_What this task involves_: Each entry has to be reproduced in full, exactly as given.

[Source data]
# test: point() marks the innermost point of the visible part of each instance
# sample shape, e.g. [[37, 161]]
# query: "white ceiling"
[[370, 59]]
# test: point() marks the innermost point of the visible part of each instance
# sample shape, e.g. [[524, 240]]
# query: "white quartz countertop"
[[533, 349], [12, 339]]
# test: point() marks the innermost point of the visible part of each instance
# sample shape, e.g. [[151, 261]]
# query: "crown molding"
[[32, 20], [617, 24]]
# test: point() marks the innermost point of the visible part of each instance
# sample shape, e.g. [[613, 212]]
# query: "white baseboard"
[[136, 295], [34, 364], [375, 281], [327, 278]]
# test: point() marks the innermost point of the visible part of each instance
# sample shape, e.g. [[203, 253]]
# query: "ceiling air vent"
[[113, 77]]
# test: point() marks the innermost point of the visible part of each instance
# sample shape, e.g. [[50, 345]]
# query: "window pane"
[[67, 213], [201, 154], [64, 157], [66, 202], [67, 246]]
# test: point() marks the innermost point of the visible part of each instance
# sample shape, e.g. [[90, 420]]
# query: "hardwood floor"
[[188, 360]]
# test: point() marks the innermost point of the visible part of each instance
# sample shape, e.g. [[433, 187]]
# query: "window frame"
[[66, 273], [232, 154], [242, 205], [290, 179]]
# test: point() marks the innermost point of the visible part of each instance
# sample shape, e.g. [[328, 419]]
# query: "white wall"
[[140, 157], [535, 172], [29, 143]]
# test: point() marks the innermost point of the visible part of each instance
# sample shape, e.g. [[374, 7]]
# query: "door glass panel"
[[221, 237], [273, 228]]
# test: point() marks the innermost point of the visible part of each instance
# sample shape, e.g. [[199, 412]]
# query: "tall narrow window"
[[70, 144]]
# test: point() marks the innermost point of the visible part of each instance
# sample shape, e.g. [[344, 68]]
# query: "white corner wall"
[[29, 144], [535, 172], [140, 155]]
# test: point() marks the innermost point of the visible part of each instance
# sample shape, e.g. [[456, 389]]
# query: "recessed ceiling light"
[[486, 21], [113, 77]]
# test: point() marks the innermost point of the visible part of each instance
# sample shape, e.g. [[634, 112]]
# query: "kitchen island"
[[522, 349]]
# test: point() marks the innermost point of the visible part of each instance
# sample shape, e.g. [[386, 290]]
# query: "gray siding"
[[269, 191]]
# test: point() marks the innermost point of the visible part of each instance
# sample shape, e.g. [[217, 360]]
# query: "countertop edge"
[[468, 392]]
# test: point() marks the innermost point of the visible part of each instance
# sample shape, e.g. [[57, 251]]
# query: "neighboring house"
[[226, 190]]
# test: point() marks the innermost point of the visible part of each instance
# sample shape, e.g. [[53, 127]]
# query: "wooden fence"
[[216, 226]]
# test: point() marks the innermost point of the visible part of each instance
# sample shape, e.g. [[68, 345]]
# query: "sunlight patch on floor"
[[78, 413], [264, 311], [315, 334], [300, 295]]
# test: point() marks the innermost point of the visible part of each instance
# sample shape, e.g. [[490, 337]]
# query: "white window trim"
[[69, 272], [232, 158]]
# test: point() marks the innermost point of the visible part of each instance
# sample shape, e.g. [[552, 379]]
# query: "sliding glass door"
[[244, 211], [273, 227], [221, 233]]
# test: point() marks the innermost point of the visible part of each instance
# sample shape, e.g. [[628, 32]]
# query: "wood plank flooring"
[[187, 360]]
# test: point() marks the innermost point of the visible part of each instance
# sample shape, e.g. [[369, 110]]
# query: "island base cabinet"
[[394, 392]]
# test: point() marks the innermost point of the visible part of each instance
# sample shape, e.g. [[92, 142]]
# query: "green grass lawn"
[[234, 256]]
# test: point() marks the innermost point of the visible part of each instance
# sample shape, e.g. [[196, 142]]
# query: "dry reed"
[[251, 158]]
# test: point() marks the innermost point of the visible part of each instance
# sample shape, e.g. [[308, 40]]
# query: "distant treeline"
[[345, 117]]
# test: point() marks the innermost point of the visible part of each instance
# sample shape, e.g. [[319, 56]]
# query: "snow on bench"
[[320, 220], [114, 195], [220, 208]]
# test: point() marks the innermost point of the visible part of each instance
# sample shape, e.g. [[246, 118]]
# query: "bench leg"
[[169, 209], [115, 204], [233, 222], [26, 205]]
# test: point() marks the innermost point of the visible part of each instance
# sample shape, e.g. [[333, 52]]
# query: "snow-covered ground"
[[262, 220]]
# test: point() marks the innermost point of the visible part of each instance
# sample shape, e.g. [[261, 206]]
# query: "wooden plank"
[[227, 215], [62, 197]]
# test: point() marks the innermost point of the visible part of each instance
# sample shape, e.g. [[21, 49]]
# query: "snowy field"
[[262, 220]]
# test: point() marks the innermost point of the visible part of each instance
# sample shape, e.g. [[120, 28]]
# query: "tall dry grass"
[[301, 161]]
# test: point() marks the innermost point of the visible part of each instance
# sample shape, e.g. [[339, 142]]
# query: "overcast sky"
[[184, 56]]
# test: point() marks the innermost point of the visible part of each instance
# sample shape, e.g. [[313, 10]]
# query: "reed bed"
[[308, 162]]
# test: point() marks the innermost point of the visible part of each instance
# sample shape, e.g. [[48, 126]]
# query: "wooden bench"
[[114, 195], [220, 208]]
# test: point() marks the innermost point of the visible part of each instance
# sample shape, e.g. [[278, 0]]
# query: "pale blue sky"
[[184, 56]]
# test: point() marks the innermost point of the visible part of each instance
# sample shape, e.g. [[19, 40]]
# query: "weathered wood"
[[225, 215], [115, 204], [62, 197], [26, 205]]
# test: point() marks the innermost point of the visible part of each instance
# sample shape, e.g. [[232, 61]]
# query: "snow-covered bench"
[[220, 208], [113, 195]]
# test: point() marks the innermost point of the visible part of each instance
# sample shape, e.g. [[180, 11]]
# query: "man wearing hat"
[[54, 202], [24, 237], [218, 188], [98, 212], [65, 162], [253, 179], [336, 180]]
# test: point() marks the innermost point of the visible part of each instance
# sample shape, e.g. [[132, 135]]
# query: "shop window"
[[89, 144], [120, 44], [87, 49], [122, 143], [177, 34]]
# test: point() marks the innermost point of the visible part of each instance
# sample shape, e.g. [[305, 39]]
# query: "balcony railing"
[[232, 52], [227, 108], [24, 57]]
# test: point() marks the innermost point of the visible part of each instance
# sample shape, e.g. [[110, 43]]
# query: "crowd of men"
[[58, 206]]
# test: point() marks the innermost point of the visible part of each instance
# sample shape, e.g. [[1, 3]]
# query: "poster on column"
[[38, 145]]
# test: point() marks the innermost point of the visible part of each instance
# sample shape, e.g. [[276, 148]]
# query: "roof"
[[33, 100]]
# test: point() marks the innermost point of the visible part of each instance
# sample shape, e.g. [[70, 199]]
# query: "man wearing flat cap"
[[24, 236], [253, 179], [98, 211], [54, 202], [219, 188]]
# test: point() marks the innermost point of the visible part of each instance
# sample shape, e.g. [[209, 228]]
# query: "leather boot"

_Completed exercise_:
# test: point() marks the innermost point of the visible part of each instance
# sample shape, e.g. [[37, 161]]
# query: "white ceiling"
[[370, 59]]
# test: point() marks the innermost point of the visible part of each instance
# sample shape, e.g. [[524, 240]]
# query: "white quartz countertop"
[[533, 349], [12, 339]]
# test: point() marks the innermost point of the visible part of each instance
# sample shape, e.g. [[151, 261]]
# query: "crown molding"
[[32, 20], [617, 24]]
# test: point() marks the innermost point of the visible part of each instance
# sample shape, e.g. [[613, 212]]
# query: "white baseboard"
[[136, 295], [34, 364], [375, 281], [327, 278]]
# test: point() marks the innermost point of the visible part of each instance
# sample shape, e.g. [[203, 253]]
# query: "ceiling air vent"
[[113, 77]]
# test: point() marks the innermost point of the visible part of each instance
# sample shape, e.g. [[50, 345]]
# query: "window pane"
[[67, 213], [201, 154], [64, 157], [66, 202], [67, 246]]
# test: point() marks the innermost point of the visible part of each instance
# sample shape, e.g. [[90, 420]]
# query: "hardwood floor"
[[188, 360]]
# test: point() marks the innermost point of the visible part of each instance
# sample shape, e.g. [[433, 187]]
# query: "window frame"
[[66, 273], [232, 154], [242, 205], [290, 179]]
# test: point() marks the innermost point of the visible part of each instance
# sample shape, e.g. [[328, 419]]
# query: "white wall"
[[140, 157], [535, 172], [29, 143]]
# test: point() marks the innermost point of the visible part of each instance
# sample shape, e.g. [[374, 7]]
# query: "door glass panel"
[[221, 237], [273, 228]]
# test: point() marks the innermost point of the visible part of each instance
# sample shape, e.g. [[199, 412]]
# query: "tall narrow window"
[[70, 144]]
# test: point() marks the innermost point of the visible part of each instance
# sample shape, e.g. [[344, 68]]
# query: "white corner wall"
[[29, 144], [535, 172], [140, 155]]
# test: point() marks the innermost point of the visible part of each instance
# sample shape, e.g. [[456, 389]]
# query: "recessed ceiling light"
[[486, 21], [113, 77]]
# test: point() marks the innermost point of the visible part of each instance
# sample shape, e.g. [[634, 112]]
# query: "kitchen island"
[[522, 349]]
# test: point() marks the innermost point of the visible part of each instance
# sample shape, e.g. [[386, 290]]
# query: "gray siding"
[[269, 191]]
# test: point() marks the innermost point of the visible part of each instance
# sample shape, e.g. [[217, 360]]
# query: "countertop edge"
[[468, 392]]
# test: point() marks the innermost point of the visible part of each instance
# sample shape, e.g. [[57, 251]]
# query: "neighboring house"
[[226, 190]]
# test: point() marks the innermost point of the visible part of each instance
# sample shape, e.g. [[53, 127]]
# query: "wooden fence"
[[216, 226]]
# test: point() marks the innermost point of the visible part of each instance
# sample shape, e.g. [[68, 345]]
# query: "sunlight patch on floor"
[[78, 413], [264, 311], [315, 334], [300, 295]]
# test: point() marks the innermost point of the visible part of each instance
# sample shape, e.g. [[490, 337]]
# query: "white window trim"
[[69, 272], [232, 158]]
# test: point() marks the innermost point of the visible part of each instance
# sample shape, e.g. [[552, 379]]
# query: "sliding glass door"
[[244, 211], [273, 227], [221, 233]]
# test: point() marks the innermost point of the visible part of each instance
# sample shape, e.g. [[628, 32]]
# query: "wood plank flooring"
[[187, 360]]
# test: point() marks the innermost point of the visible part of each instance
# sample shape, e.g. [[369, 110]]
# query: "island base cabinet"
[[394, 392]]
# test: point() marks the innermost point of the visible part of each instance
# sample shape, e.g. [[92, 142]]
# query: "green grass lawn"
[[234, 256]]
# test: point() marks the innermost point of the visible part of each instance
# sample shape, e.g. [[196, 142]]
# query: "dry reed"
[[251, 158]]
# test: point() marks the innermost point of the visible part of each instance
# sample shape, e.g. [[308, 40]]
# query: "distant treeline"
[[345, 117]]
# test: point() marks the innermost point of the visible part of each instance
# sample shape, e.g. [[319, 56]]
# query: "snow on bench"
[[320, 220], [114, 195], [220, 208]]
# test: point() marks the innermost point of the visible part of each instance
# sample shape, e.g. [[246, 118]]
# query: "bench leg"
[[169, 209], [115, 204], [233, 222], [26, 205]]
# test: point() marks the innermost point of the visible part of each instance
# sample shape, e.g. [[333, 52]]
# query: "snow-covered ground"
[[262, 220]]
# test: point() marks the innermost point of the visible part of each instance
# sample shape, e.g. [[261, 206]]
# query: "wooden plank"
[[227, 215], [62, 197]]
# test: point() marks the innermost point of the visible part of each instance
# sample shape, e.g. [[21, 49]]
# query: "snowy field"
[[262, 220]]
# test: point() marks the innermost point of the visible part of each instance
# sample shape, e.g. [[120, 28]]
# query: "tall dry grass"
[[301, 161]]
# test: point() marks the innermost point of the visible part of each instance
# sample shape, e.g. [[339, 142]]
# query: "overcast sky"
[[184, 56]]
# test: point() marks the innermost point of the visible part of each instance
# sample shape, e.g. [[313, 10]]
# query: "reed bed"
[[308, 162]]
# test: point() marks the innermost point of the visible part of each instance
# sample shape, e.g. [[48, 126]]
# query: "wooden bench"
[[114, 195], [220, 208]]
# test: point() marks the innermost point of the visible part of each instance
# sample shape, e.g. [[278, 0]]
# query: "pale blue sky"
[[184, 56]]
# test: point() marks the innermost point of the visible part of each instance
# sample shape, e.g. [[19, 40]]
# query: "weathered wood"
[[225, 215], [115, 204], [62, 197], [26, 205]]
# test: point() marks the innermost point of the visible part of each instance
# sample shape, e.g. [[232, 61]]
# query: "snow-covered bench"
[[220, 208], [113, 195]]
# test: point() marks the innermost point of the visible part of each instance
# sample shape, e.g. [[180, 11]]
# query: "man wearing hat"
[[54, 202], [24, 237], [218, 188], [98, 212], [65, 162], [253, 179], [336, 180]]
# test: point() marks the innermost point of the visible part of each instance
# sample shape, e.g. [[132, 135]]
# query: "shop window"
[[89, 144], [120, 44], [87, 49], [122, 143], [177, 34]]
# test: point() marks the innermost point of the visible part of each instance
# sample shape, e.g. [[305, 39]]
# query: "balcony railing"
[[232, 52], [227, 108], [24, 57]]
# test: point() marks the innermost point of the visible part of each instance
# sample shape, e.g. [[110, 43]]
# query: "crowd of men"
[[58, 206]]
# test: point() marks the innermost point of the visible part of each instance
# sample shape, e.g. [[1, 3]]
# query: "poster on column"
[[38, 145]]
# test: point() marks the innermost point of the visible part of each instance
# sample shape, e.g. [[276, 148]]
# query: "roof"
[[33, 100]]
# test: point() marks the innermost point of the visible part of each instance
# sample shape, e.g. [[70, 199]]
# query: "man wearing flat cap"
[[24, 236], [253, 179], [98, 211], [54, 202], [219, 188]]
# test: point() marks the innermost point of the visible part of each instance
# sample shape, e.g. [[209, 228]]
# query: "leather boot"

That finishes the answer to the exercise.